- _Given instruction_
In the data records below, substitute "polygons" for every occurrence of "outlines" and reproduce the lines with nothing else altered. Leave the pictures out of your answer.

Data records
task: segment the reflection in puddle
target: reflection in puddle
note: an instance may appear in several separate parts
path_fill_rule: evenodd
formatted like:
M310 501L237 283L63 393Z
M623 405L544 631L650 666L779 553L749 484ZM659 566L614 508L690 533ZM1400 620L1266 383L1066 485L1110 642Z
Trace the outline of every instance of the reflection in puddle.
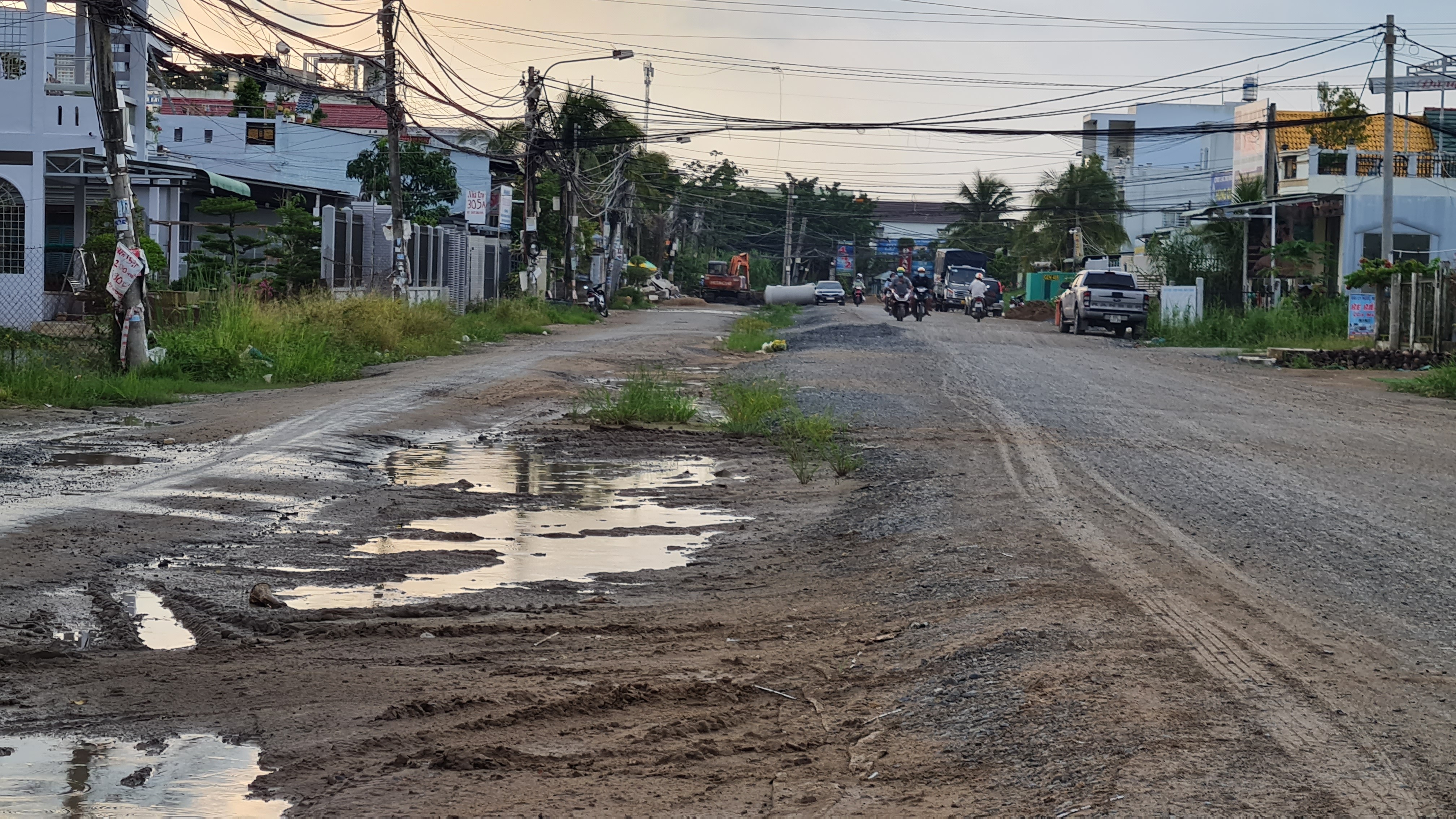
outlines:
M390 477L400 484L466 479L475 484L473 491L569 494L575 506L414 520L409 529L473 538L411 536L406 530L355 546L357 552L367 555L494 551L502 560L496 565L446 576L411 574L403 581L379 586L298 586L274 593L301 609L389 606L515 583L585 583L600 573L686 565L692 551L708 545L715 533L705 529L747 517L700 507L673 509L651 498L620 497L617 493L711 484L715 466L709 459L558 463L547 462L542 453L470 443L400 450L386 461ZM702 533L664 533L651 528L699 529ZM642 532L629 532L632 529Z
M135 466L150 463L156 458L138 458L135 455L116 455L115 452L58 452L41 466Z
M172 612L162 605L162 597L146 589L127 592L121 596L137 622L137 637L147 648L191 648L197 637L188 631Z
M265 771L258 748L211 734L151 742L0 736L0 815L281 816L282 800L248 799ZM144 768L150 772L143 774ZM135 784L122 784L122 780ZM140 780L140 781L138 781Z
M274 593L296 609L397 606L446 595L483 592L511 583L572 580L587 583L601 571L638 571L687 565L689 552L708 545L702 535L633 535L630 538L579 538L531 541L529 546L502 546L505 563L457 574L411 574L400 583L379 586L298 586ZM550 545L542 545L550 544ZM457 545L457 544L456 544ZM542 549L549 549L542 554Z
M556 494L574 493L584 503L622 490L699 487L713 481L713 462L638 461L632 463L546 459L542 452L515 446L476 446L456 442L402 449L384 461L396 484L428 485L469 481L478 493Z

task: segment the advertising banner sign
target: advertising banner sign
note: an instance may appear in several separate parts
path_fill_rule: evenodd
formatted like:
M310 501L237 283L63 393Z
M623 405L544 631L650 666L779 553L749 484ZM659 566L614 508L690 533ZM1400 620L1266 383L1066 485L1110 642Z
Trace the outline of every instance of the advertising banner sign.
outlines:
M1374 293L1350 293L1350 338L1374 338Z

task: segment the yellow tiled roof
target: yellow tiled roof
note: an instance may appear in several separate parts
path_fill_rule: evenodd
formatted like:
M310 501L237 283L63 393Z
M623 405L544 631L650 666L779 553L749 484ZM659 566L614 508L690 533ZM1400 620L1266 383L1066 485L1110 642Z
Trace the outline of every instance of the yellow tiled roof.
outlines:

- _Expected answer_
task: segment the reflection in puddle
target: reflection in puddle
note: an instance may appear in several separate parts
path_fill_rule: evenodd
formatted like:
M310 501L237 283L63 393Z
M623 405L544 631L650 666L779 553L749 484ZM659 566L614 508L690 533ZM1400 620L1266 383L1066 485L1110 642Z
Trace the outline of every instance of the reflection in puddle.
polygons:
M390 477L400 484L466 479L475 484L473 491L569 494L575 506L414 520L409 529L473 538L411 536L406 530L355 546L357 552L367 555L494 551L502 560L496 565L446 576L411 574L403 581L379 586L298 586L274 593L301 609L389 606L515 583L585 583L600 573L686 565L692 551L708 545L715 533L705 529L747 517L700 507L673 509L651 498L620 497L617 493L711 484L715 466L709 459L558 463L547 462L542 453L470 443L400 450L386 461ZM702 533L664 533L651 528L699 529ZM642 532L629 532L632 529Z
M135 466L150 463L156 458L138 458L135 455L116 455L115 452L58 452L41 466Z
M172 612L162 605L162 597L146 589L127 592L121 596L137 622L137 637L147 648L191 648L197 637L188 631Z
M265 771L258 748L211 734L151 742L0 736L0 815L281 816L282 800L248 799ZM144 768L150 772L143 774ZM135 784L122 784L122 780ZM140 780L140 781L138 781Z
M274 593L296 609L397 606L446 595L483 592L511 583L572 580L587 583L601 571L638 571L687 565L689 552L708 545L702 535L633 535L630 538L579 538L531 541L529 546L502 546L505 563L457 574L411 574L400 583L379 586L298 586ZM550 545L542 545L550 544ZM457 545L457 544L456 544ZM542 549L549 549L542 554Z
M556 494L574 493L584 503L622 490L699 487L713 481L713 462L638 461L632 463L546 459L542 452L515 446L476 446L456 442L402 449L384 461L396 484L428 485L469 481L478 493Z

task: segment the advertising banner sign
target: advertising banner sign
note: an instance may appear in several separate parts
path_fill_rule: evenodd
formatted like:
M310 501L237 283L63 393Z
M623 405L544 631L650 666L779 553L749 484ZM659 566L614 508L690 533ZM1400 620L1266 383L1066 485L1110 642Z
Trace the outline of every instance of the advertising banner sign.
polygons:
M1374 293L1350 293L1350 338L1374 338Z

task: segment the yellow tiled roof
target: yellow tiled roof
note: an instance may appear in several separate parts
path_fill_rule: evenodd
formatted like:
M310 501L237 283L63 393Z
M623 405L544 631L650 666L779 553L749 484ZM659 566L614 508L690 533ZM1400 620L1266 383L1066 485L1110 642Z
Trace the outline of every instance of the yellow tiled roof.
polygons:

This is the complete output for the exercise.